## Work order
Determine the number of lines in the listing that contain "sample". Write only that number.

## Exercise inputs
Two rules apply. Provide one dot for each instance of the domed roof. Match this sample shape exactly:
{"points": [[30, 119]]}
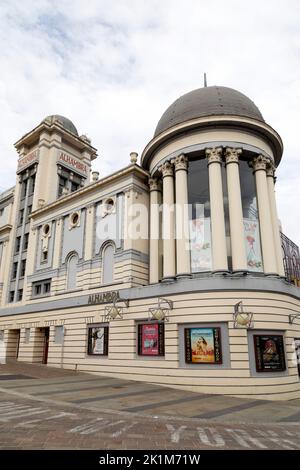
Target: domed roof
{"points": [[66, 123], [208, 101]]}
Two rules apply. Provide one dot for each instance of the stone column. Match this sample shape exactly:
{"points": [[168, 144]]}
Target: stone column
{"points": [[154, 230], [275, 223], [237, 237], [59, 225], [265, 218], [89, 232], [218, 234], [183, 264], [3, 258], [169, 253]]}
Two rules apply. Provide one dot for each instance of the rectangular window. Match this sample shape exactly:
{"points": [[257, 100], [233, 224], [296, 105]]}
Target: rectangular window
{"points": [[59, 334], [27, 335], [24, 188], [41, 288], [21, 216], [97, 341], [38, 289], [203, 345], [62, 183], [23, 267], [25, 243], [74, 187], [15, 270], [151, 339], [32, 184], [18, 244], [269, 353]]}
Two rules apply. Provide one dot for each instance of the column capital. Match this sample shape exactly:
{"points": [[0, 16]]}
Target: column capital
{"points": [[232, 155], [260, 163], [181, 162], [271, 169], [214, 155], [166, 169], [154, 184]]}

## Output of the exercise
4